**TO DO:** Reproduce verbatim the stretch of the records from the line containing "Annotate the thumb" through the end of the records.

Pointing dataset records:
— start —
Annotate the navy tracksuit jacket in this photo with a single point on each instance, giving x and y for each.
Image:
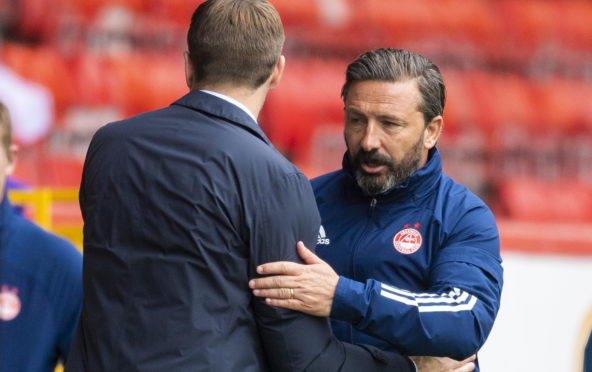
(180, 205)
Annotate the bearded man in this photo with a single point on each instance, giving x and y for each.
(414, 256)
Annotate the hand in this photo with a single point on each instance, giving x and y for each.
(443, 364)
(307, 288)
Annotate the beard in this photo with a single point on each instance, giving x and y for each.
(396, 173)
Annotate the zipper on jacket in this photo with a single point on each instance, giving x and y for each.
(372, 205)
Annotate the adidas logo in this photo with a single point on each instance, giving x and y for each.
(322, 237)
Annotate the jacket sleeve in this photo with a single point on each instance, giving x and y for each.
(454, 316)
(294, 341)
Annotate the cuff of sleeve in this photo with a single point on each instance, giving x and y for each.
(349, 303)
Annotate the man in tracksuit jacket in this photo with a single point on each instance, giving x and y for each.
(417, 254)
(40, 282)
(181, 204)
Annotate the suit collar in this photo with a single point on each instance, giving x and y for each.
(223, 109)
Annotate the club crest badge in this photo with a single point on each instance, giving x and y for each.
(10, 304)
(407, 241)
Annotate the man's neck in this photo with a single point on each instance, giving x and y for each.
(252, 99)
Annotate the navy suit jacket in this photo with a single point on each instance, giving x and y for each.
(180, 205)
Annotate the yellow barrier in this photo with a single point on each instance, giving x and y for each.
(42, 202)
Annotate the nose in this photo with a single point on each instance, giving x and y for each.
(371, 139)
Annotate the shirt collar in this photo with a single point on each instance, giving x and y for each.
(231, 100)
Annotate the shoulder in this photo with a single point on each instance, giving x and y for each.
(44, 249)
(327, 181)
(460, 208)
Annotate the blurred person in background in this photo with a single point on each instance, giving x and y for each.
(181, 204)
(40, 282)
(31, 106)
(411, 258)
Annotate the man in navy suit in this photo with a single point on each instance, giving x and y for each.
(181, 204)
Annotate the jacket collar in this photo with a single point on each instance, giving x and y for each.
(222, 109)
(420, 183)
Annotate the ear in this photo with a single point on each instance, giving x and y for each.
(189, 73)
(12, 153)
(278, 70)
(432, 132)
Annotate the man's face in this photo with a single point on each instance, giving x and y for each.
(385, 134)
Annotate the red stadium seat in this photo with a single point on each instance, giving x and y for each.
(307, 97)
(45, 66)
(535, 200)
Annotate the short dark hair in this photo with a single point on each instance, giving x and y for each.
(5, 127)
(393, 65)
(235, 41)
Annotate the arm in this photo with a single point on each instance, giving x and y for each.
(453, 318)
(294, 341)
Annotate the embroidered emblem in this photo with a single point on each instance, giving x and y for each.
(10, 304)
(322, 237)
(407, 241)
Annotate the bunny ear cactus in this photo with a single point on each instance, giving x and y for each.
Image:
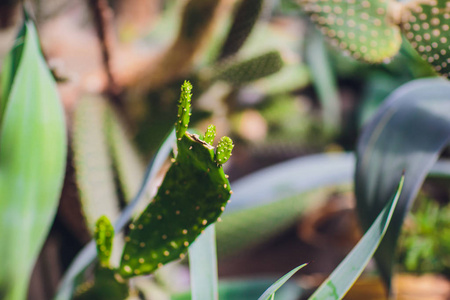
(361, 29)
(192, 196)
(426, 25)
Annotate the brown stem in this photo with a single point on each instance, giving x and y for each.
(102, 15)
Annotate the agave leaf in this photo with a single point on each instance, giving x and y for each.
(343, 277)
(245, 17)
(409, 131)
(270, 292)
(92, 161)
(33, 150)
(426, 25)
(359, 28)
(240, 72)
(203, 266)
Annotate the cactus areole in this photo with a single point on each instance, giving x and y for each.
(192, 196)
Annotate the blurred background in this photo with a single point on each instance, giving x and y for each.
(265, 76)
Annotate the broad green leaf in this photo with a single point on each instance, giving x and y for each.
(426, 25)
(92, 161)
(244, 19)
(409, 131)
(359, 28)
(343, 277)
(270, 292)
(88, 253)
(33, 149)
(203, 266)
(245, 289)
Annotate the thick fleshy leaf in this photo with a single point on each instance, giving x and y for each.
(92, 161)
(359, 28)
(88, 253)
(426, 25)
(270, 292)
(409, 131)
(343, 277)
(33, 150)
(203, 266)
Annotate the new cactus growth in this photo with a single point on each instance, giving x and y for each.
(224, 149)
(192, 196)
(210, 134)
(104, 234)
(184, 109)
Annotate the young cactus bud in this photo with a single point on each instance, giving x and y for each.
(223, 151)
(184, 109)
(210, 134)
(104, 234)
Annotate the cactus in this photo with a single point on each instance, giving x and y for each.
(370, 30)
(426, 25)
(104, 234)
(192, 196)
(359, 28)
(210, 134)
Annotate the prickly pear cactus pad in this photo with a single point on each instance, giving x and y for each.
(361, 28)
(426, 25)
(192, 196)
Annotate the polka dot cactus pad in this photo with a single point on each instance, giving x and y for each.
(360, 28)
(426, 25)
(192, 196)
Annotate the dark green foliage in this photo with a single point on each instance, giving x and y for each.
(426, 25)
(246, 15)
(249, 70)
(359, 28)
(192, 196)
(106, 285)
(103, 234)
(210, 134)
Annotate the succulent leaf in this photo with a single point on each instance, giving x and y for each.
(210, 134)
(192, 196)
(104, 234)
(184, 109)
(426, 25)
(361, 29)
(224, 149)
(240, 72)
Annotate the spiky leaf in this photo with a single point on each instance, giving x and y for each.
(104, 234)
(184, 109)
(426, 25)
(359, 28)
(224, 149)
(210, 134)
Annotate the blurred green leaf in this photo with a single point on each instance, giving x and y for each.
(270, 292)
(409, 131)
(32, 162)
(203, 266)
(343, 277)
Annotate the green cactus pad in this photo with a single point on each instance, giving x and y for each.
(359, 28)
(184, 109)
(104, 234)
(224, 149)
(426, 25)
(210, 134)
(192, 196)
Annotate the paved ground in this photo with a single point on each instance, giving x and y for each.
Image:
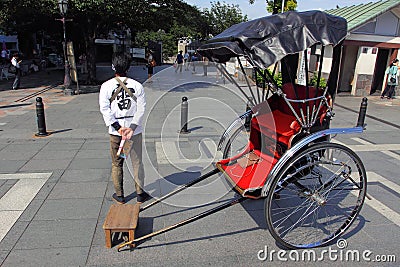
(55, 191)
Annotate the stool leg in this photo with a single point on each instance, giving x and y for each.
(132, 236)
(108, 238)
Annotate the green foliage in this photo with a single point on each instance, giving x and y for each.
(222, 16)
(289, 5)
(322, 82)
(277, 77)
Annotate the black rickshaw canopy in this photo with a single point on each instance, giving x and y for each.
(267, 40)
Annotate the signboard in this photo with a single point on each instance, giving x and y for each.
(71, 60)
(138, 52)
(104, 41)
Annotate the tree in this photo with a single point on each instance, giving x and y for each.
(222, 16)
(276, 5)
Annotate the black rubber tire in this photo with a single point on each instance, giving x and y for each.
(323, 198)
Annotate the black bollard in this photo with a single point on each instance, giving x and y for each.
(248, 118)
(184, 115)
(40, 118)
(362, 113)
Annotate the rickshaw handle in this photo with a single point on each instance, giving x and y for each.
(180, 188)
(302, 143)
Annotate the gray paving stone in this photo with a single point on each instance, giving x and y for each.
(55, 154)
(99, 255)
(68, 256)
(5, 186)
(56, 146)
(13, 235)
(24, 147)
(93, 154)
(89, 175)
(17, 155)
(45, 190)
(57, 234)
(30, 212)
(97, 144)
(86, 163)
(11, 166)
(46, 165)
(78, 190)
(3, 255)
(63, 209)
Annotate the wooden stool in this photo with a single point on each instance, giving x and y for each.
(121, 218)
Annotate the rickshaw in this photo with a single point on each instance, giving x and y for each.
(281, 148)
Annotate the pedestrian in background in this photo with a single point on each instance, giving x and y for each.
(392, 80)
(122, 104)
(15, 61)
(186, 60)
(179, 62)
(194, 59)
(83, 62)
(4, 56)
(205, 65)
(150, 65)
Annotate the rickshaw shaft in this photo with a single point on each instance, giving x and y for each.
(189, 220)
(180, 188)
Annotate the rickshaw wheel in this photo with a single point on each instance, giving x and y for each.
(322, 190)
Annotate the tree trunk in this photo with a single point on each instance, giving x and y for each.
(89, 36)
(91, 60)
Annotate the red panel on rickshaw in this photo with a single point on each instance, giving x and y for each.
(253, 176)
(283, 123)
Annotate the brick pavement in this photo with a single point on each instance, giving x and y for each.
(59, 219)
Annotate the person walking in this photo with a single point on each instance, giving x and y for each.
(392, 80)
(205, 65)
(83, 62)
(122, 104)
(179, 62)
(15, 61)
(151, 63)
(186, 60)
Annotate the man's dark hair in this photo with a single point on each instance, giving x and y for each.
(121, 62)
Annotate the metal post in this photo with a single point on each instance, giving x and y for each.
(362, 113)
(184, 116)
(40, 118)
(67, 78)
(248, 118)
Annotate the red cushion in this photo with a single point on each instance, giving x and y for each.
(253, 176)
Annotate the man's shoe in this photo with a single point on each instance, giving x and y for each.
(118, 199)
(143, 197)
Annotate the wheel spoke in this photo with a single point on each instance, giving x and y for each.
(320, 194)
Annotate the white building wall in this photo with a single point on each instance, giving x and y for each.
(364, 70)
(366, 60)
(387, 24)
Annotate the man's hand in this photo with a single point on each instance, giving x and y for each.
(125, 132)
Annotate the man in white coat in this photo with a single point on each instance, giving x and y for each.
(122, 104)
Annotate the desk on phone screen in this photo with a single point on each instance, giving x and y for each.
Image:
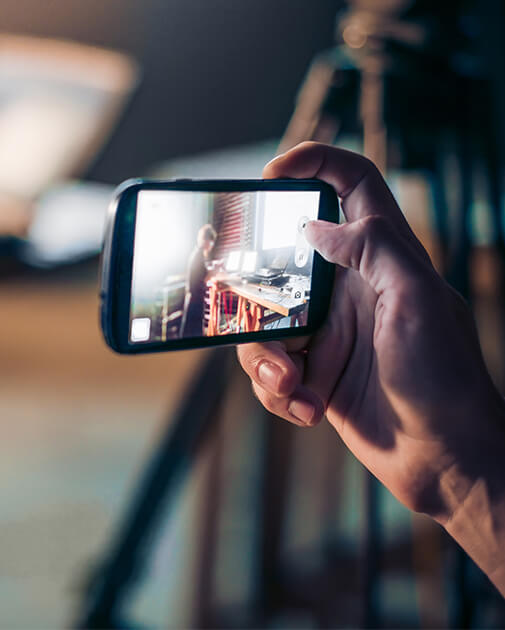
(257, 305)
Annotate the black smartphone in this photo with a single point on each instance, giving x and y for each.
(195, 263)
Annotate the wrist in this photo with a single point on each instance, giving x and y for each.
(472, 492)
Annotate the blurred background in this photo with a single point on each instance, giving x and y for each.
(153, 491)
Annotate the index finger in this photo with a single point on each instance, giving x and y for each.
(356, 180)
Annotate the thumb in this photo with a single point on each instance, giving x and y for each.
(372, 247)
— end —
**FINISHED TASK:**
Annotate the thumb in this photo with a single point on each instance, giving x and y for each.
(372, 247)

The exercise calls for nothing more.